What you will do.
[1] Answer these questions about the APTA advocacy issues page:
(a) In what year was the Kaiser report on Black and white beneficiaries released?
(b) Who was the last author of the 2021 survey article on Telehealth use?
(c) In the section on the Medicare payment differential, who is said to often provide a large percentage of the care in African American, Black, and rural communities?
[2] Please list every section heading that introduces an advocacy issue on the APTA advocacy issues page.
[3] Carry the APTA advocacy issues page forward from its last sentence.

IS AT THE TABLE
APTA ADVOCACY ISSUES INTERPRETED
The American Academy of Physical Therapy
has taken the current advocacy issues being addressed by the APTA and interpreted how it specifically benefits AAPT members.
MEDICARE PHYSICIAN FEE SCHEDULE ADVOCACY
In regards to the Medicare physician fee schedule advocacy efforts of the APTA, we are totally in support of those activities, however, the health disparity consideration shown in a recent Kaiser report in 2021 revealed that black beneficiaries actually had higher healthcare cost related issues in comparison to white beneficiaries. So, as CMS considers reducing payments to not just physical therapists but other Healthcare Providers, ultimately that will cause a trickle down to Black beneficiaries disproportionately impacting their care. Additionally, when we talk about cost-related problems, we’re talking about trouble getting care due to costs that result in delaying care and also problems paying medical bills - all of which just layers on top of a disproportionate presentation of high cost commorbidities in the black community as well.
TELEHEALTH UTILIZATION AND REIMBURSEMENT ADVOCACY
Another consideration within that Medicare physician fee schedule advocacy efforts is changes to Telehealth utilization and reimbursement. The health disparities consideration there has been shown in regards to survey research (there's an article that was published in 2021, the last author was Denise Anthony) that show that in their survey project that black respondents reported that they were more likely to use Telehealth during the covid-19 pandemic. There are also other studies that are showing that Telehealth is going to address our consideration and our concern related to rehab deserts within many of these underserved or not served communities.
MEDICARE PAYMENT DIFFERENTIAL SERVICES PROVIDED BY PTAs
In regards to the medicare payment differential for services provided by PTAs, this is actually an issue that will substantially impact African American, black communities, and really rural communities as well because it is often PTAs that are providing a large percentage of the care in those areas. There are some that argue that by doing this we're going to push PT's into those areas, but that is not true based on what we see from existing practice data. Therefore, there is the potential that we are removing their primary care providers in these underserved areas.

[Referring expression pointing data]

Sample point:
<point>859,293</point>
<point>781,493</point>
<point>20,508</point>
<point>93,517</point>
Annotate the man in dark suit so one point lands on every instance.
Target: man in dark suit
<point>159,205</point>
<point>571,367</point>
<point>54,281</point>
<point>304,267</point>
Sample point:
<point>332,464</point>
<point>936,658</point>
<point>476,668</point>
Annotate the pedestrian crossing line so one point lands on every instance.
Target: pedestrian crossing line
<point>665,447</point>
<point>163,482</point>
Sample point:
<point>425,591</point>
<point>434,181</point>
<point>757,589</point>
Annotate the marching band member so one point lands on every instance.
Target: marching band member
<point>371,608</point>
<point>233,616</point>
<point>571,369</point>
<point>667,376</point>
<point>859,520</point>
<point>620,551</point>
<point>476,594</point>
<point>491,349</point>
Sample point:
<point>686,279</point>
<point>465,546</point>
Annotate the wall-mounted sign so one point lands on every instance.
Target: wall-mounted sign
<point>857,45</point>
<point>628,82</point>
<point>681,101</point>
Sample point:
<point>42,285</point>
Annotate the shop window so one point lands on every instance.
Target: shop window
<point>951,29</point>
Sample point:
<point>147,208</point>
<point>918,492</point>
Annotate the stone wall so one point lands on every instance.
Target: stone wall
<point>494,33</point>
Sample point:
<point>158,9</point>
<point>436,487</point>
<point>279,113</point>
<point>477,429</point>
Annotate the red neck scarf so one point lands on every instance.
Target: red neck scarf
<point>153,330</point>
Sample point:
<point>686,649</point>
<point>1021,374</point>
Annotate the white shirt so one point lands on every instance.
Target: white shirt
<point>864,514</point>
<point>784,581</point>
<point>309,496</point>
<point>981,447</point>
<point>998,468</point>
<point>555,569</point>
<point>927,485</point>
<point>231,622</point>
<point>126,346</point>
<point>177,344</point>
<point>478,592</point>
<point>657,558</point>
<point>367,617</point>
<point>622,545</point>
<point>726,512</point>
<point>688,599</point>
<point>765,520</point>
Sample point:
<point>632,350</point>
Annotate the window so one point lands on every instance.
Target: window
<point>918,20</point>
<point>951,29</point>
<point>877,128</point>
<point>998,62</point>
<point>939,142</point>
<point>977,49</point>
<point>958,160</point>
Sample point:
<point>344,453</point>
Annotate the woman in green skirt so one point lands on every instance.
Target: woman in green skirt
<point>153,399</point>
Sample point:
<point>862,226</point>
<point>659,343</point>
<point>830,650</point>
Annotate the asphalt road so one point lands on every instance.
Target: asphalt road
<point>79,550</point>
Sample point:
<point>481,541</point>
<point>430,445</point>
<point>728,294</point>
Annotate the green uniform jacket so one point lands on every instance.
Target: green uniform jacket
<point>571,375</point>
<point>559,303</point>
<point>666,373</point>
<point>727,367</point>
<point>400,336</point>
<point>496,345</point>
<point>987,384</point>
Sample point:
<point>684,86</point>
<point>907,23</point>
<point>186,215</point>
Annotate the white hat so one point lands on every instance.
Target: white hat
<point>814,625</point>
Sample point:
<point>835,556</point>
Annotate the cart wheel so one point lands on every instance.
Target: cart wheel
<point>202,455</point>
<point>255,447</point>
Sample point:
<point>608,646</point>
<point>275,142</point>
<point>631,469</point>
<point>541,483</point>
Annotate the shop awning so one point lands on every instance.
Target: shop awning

Numbered answers.
[1]
(a) 2021
(b) Denise Anthony
(c) PTAs

[2]
MEDICARE PHYSICIAN FEE SCHEDULE ADVOCACY
TELEHEALTH UTILIZATION AND REIMBURSEMENT ADVOCACY
MEDICARE PAYMENT DIFFERENTIAL SERVICES PROVIDED BY PTAs

[3]
EDUCATION AND WORKFORCE ADVOCACY
The Education and Workforce advocacy efforts that are going on with the Physical Therapist Workforce and Patient Access Act and the Allied Health Workforce Diversity Act - these are two acts that will potentially significantly impact racial and ethnic students within the physical therapy profession. The Thurgood Marshall College Fund published a report (it's actually up on their website, they use College pulse data) that talked about the fact that nearly 3 in 10 college students are solely responsible for paying all of their higher education costs. They reported that the number was even higher for Native American, Black, Hispanic, and Latino college students. So, when we're looking at these advocacy efforts that could potentially allow us to participate in the National Health Services Corps Loan Repayment Plan and also provide scholarships and stipends for recruitment. This is definitely a workforce diversification issue and it definitely is a black and brown issue. It would be nice to put that information even more clearly and concisely out in the APTA’s website and also in their main messaging.
THE HEALTH INFORMATION TECHNOLOGY ADVOCACY
The Health Information Technology Advocacy work the APTA is currently pursuing there is no doubt that there is a health disparity component. Normally, rural persons of lower-income, persons from racial and ethnic minority groups - we find their care is often fragmented. We find that their care is also influenced by implicit bias. So, as we start to build, utilize, and engineer the use of Health Information Technology into the delivery of care, we will see the following changes. Number one, that is going to allow healthcare practitioners to be able to see the complete picture, which is going to be needed to provide high-quality, individualized care. Number two, it is going to allow us to minimize the influence of implicit bias in that care. If you put in all of the metrics that may have been done during that care episode, the system can tell you what is best practice and what would be considered high quality care., If you choose to do something differently than the system, it will make you give a reason for that which will hold us accountable to high quality care. By engineering some of that into the delivery of physical therapy, hopefully it will decrease implicit bias, which the literature suggests plays a strong influence on healthcare outcomes.